* _SET EXERCISE_: Put the lines between the one containing "Camera-trap review: tag the shadow" and the one containing "Target: shadow on wall", inclusive, into a numbered list, leaving out blank lines.

* _RECORDS PROVIDED_:
** START **
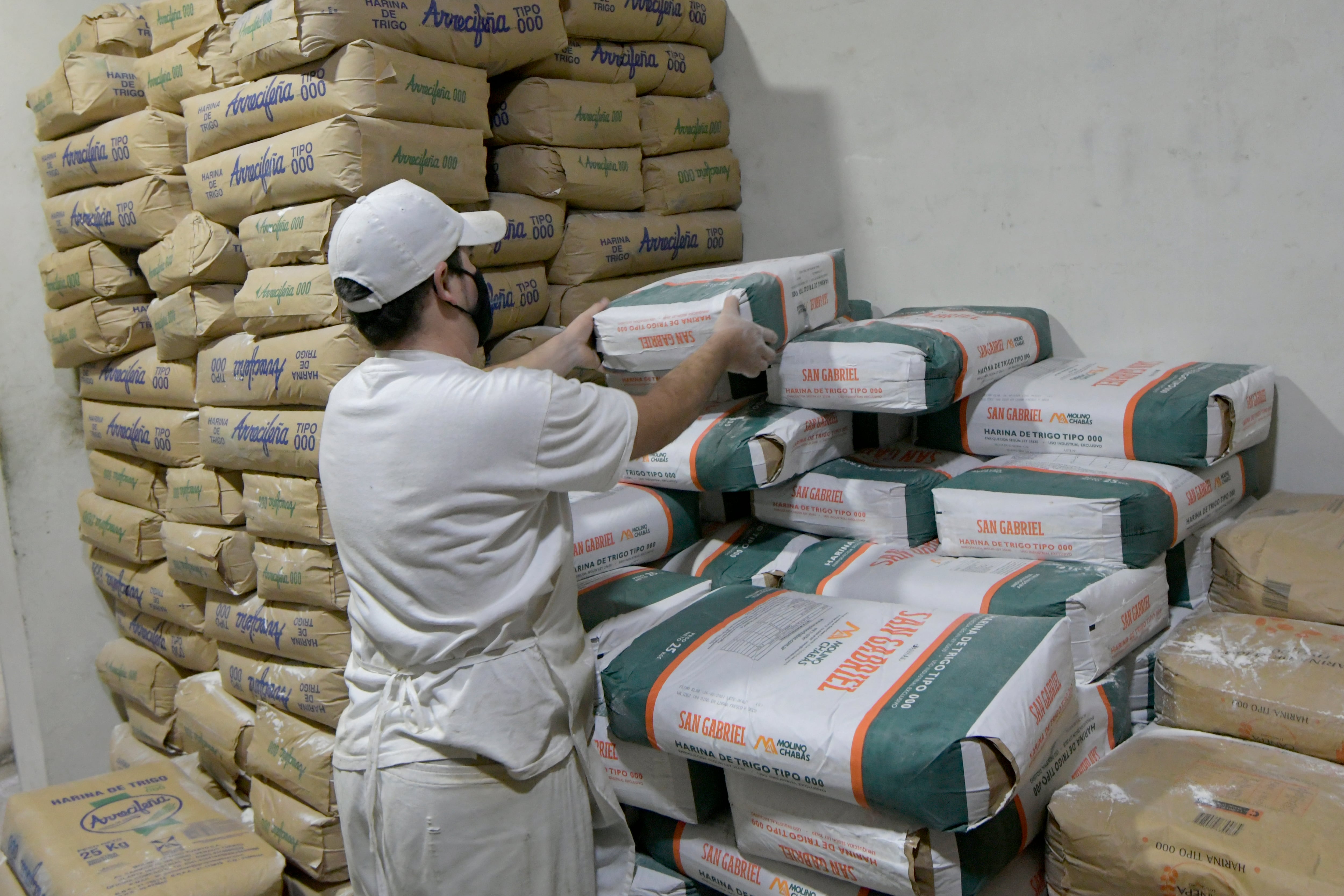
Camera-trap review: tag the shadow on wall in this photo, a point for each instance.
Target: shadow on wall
** END **
** START **
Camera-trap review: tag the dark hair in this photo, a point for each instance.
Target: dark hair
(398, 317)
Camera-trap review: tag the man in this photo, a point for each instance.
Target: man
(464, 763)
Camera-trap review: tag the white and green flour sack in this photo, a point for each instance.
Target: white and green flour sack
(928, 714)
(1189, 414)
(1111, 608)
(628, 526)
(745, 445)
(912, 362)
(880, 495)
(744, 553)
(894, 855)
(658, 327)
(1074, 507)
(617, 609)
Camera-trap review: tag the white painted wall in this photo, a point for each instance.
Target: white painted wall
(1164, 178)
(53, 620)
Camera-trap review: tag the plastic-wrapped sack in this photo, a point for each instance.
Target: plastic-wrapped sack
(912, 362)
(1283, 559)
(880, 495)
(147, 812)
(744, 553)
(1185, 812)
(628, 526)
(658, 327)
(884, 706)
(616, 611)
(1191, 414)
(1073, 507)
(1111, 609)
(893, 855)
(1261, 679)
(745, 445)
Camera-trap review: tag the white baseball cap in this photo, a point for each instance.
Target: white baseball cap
** END **
** START **
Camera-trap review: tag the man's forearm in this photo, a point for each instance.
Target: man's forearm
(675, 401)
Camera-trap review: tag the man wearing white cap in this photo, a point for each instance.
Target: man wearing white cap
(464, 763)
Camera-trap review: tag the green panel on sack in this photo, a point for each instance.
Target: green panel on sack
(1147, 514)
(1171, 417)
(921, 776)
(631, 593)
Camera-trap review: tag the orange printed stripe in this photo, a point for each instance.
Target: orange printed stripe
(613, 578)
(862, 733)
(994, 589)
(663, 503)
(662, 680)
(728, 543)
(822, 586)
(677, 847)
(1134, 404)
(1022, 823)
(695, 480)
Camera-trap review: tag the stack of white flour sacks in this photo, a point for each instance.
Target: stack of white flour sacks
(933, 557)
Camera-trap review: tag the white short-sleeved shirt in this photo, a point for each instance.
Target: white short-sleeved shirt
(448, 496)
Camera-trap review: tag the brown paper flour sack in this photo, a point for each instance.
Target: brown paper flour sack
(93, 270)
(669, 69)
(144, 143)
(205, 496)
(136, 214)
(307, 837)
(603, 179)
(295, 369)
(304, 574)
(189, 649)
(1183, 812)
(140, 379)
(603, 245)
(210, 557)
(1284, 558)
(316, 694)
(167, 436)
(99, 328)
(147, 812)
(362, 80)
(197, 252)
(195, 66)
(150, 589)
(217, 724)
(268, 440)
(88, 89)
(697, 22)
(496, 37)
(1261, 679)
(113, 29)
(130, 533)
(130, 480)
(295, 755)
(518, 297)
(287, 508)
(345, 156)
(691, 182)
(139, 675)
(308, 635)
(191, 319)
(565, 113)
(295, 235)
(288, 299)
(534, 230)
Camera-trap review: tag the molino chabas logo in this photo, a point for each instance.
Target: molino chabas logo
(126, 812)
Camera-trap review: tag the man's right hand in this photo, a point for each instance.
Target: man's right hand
** END **
* _PROBLEM SOLUTION_:
1. Camera-trap review: tag the shadow on wall in this photo, a point for each instance.
2. Target: shadow on wall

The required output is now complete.